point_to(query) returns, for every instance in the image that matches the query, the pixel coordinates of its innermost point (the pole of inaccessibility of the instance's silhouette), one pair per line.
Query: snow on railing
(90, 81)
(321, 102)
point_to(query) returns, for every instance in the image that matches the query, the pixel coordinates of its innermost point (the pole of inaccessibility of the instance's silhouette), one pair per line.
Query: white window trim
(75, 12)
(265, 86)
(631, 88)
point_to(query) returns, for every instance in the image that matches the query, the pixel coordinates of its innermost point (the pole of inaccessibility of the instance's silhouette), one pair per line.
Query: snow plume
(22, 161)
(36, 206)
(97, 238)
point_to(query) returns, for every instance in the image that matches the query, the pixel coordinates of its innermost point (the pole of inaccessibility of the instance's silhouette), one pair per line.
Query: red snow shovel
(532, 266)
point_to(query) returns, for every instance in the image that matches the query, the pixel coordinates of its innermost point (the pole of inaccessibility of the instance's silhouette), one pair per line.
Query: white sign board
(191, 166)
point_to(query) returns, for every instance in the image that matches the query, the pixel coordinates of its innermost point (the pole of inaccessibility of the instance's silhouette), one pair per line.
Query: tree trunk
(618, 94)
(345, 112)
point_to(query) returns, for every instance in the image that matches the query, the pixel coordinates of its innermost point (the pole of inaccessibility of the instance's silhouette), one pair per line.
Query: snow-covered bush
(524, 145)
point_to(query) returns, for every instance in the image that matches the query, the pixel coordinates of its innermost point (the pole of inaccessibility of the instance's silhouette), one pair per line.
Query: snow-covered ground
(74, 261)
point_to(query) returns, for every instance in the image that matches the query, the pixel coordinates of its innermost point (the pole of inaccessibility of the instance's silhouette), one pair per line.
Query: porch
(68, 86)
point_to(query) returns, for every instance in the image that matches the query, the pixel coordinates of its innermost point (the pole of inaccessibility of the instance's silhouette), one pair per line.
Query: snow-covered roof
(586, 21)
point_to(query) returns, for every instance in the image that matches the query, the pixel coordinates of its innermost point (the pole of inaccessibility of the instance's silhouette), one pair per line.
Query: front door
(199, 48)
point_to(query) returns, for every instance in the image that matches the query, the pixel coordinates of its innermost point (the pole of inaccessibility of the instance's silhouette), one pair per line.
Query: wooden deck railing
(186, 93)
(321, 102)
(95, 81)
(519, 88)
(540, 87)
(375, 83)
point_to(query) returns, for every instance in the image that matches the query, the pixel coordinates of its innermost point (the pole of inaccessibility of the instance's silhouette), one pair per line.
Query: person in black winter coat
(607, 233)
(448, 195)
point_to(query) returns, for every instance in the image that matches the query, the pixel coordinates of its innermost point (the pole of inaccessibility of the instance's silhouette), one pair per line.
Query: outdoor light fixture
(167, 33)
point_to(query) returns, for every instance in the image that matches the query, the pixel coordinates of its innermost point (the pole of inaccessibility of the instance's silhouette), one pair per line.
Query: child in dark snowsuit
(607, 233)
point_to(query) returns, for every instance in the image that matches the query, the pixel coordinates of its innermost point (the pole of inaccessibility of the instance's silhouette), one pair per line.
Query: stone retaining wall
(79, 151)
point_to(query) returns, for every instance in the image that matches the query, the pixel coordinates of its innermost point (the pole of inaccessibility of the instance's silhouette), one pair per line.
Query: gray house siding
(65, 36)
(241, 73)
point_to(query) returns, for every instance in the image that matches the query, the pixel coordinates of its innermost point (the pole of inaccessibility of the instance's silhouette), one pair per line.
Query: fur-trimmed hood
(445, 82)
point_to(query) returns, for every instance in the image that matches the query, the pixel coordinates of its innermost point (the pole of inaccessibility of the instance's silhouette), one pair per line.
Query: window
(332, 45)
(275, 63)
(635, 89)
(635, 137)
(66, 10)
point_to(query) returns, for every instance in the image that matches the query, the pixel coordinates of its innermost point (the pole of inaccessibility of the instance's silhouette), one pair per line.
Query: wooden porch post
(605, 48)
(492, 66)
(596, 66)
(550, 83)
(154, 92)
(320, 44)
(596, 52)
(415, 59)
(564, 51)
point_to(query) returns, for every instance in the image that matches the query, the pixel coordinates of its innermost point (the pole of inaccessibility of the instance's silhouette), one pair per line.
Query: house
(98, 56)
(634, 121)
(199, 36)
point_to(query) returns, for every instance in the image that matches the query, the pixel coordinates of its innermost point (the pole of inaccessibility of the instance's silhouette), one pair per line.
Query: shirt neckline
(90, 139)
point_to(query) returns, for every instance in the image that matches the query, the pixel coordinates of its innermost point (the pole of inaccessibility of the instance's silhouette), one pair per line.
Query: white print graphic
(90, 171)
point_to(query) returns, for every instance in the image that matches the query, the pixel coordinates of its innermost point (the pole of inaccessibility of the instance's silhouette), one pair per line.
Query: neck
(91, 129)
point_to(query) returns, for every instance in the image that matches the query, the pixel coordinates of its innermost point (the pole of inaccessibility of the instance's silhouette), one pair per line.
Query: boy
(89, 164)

▬▬▬▬▬▬

Short problem — Transcribe all of the entries without altering anything.

Correct output —
point_to(query) returns, for every instance in the image that matches the query, the pixel coordinates of its innermost point (the pole of inaccessibility of the instance's silhouette), one pair per line.
Query: snow on railing
(90, 81)
(321, 102)
point_to(query) returns, for every instance in the image that matches the query, the pixel coordinates of its innermost point (the pole of inaccessibility of the instance's silhouette), one pair per line.
Query: white window trim
(75, 12)
(265, 86)
(631, 88)
point_to(query) returns, for every instance in the image that matches the query, the pixel coordinates of its innermost point (the pole of inaccessibility of the instance's silhouette), one pair per line.
Query: snow plume
(22, 161)
(36, 206)
(97, 238)
point_to(query) returns, for every instance in the image that matches the query, the pixel coordinates of its innermost point (the pole of inaccessibility of the instance's silhouette), one pair per line.
Query: red snow shovel
(532, 266)
point_to(query) returns, for every instance in the image that matches the query, the pixel coordinates of its innermost point (the pole of inaccessibility of the instance's silhouette), one pair per line.
Query: white sign board
(191, 166)
point_to(query) returns, for every instance in the image that matches the query, the pixel coordinates of its innermost point (the pole of inaccessibility of the instance's silhouette), one pair per line.
Query: tree trunk
(618, 94)
(345, 112)
point_to(query) returns, for every instance in the image that matches the query, the pixel coordinates of its innermost point (the pole of inaccessibility of the instance's silhouette), one pair per line.
Query: snow-covered bush
(524, 145)
point_to(query) returns, for every instance in the image that matches the query, the pixel coordinates of its innermost point (the pole of inaccessibility of the instance's silhouette), one pair per line.
Query: snow-covered ground
(74, 261)
point_to(query) returns, for every instance in the image that matches the query, the pixel coordinates of its innermost point (the pole of inaccessibility of the instance's silhouette), one pair per line.
Query: porch
(68, 86)
point_to(query) returns, for every instance in the image that matches the query, the pixel coordinates of its innermost point (the pole of inaccessibility of the instance's silhouette), one pair per line.
Query: snow-covered roof
(586, 21)
point_to(query) returns, for every instance in the image that matches the query, the pixel coordinates of its innermost point (the pole of inaccessibility of the instance's silhouette), one pair per line.
Query: front door
(199, 48)
point_to(query) returns, for every instance in the image that matches the query, the pixel coordinates of its innermost point (the pole of inaccessibility of the instance's silhouette), one pair per line.
Query: wooden deck railing
(186, 93)
(321, 102)
(95, 81)
(519, 88)
(540, 87)
(375, 83)
point_to(query) returns, for every instance in the image that matches the query, the pixel coordinates of its innermost point (the pole of inaccessibility of the instance's silhouette), one pair per line.
Query: person in black winter coat
(607, 233)
(448, 195)
point_to(query) returns, for every instance in the image that matches the query, the pixel coordinates of its innermost point (the pole of inaccessibility of the instance's silhouette), one pair per line.
Query: outdoor light fixture
(167, 33)
point_to(query) returns, for every instance in the image that matches the query, the pixel coordinates of its innermost point (the pole of inaccessibility of the instance's silhouette), one pair per line.
Query: child in dark snowsuit
(607, 233)
point_to(query) returns, for every instance in the image that matches the query, the pixel coordinates of its innermost point (the pole of inaccessibility of the instance's silhouette), one pair per line.
Query: stone retaining wall
(79, 151)
point_to(query) returns, for every instance in the image that matches the query, the pixel coordinates of its innermost point (the pole of inaccessibility of the instance's silhouette), one pair per line.
Query: gray house siding
(65, 36)
(241, 73)
point_to(query) returns, for every instance in the image that matches the query, the pixel coordinates of its innermost point (the pole of inaccessibility of the instance's silhouette), one pair per line.
Query: fur-trimmed hood
(445, 82)
point_to(query) returns, for every instance in the image that matches the query, the pixel coordinates of its innermost point (the pole of inaccessibility of the instance's silhouette), one pair per line.
Query: window
(332, 45)
(275, 63)
(635, 89)
(635, 137)
(66, 10)
point_to(query) returns, for every instance in the image that matches the query, the pixel coordinates of its innermost point (the pole of inaccessibility of the instance's silhouette), one pair per line.
Query: wooden porch post
(605, 48)
(492, 66)
(596, 66)
(550, 83)
(154, 92)
(320, 44)
(596, 52)
(415, 59)
(564, 51)
point_to(query) returns, for every instance in the image that matches the query, the pixel coordinates of its innermost point (the pole of inaccessibility of the instance's silhouette), one pair per line.
Query: house
(98, 56)
(634, 121)
(199, 36)
point_to(query) returns, for every instance in the image that matches the query, the pixel coordinates of its innermost point (the pole of inaccessibility of the instance's silhouette), one pair per line.
Query: shirt neckline
(90, 139)
point_to(query) returns, for every instance in the image that matches the query, the pixel coordinates of its innermost point (the pole of inaccessibility of the instance's silhouette), one pair per line.
Query: white print graphic
(90, 171)
point_to(query) returns, for every instance in the image that matches the query, the pixel coordinates of its innermost point (the pole of inaccessibility of the instance's silhouette), one pair per line.
Query: neck
(91, 129)
point_to(query) returns, for every instance in the image that matches the query, the pixel coordinates of its innermost point (the pole of inaccessibility of the instance's silhouette), one pair per line.
Query: boy
(89, 164)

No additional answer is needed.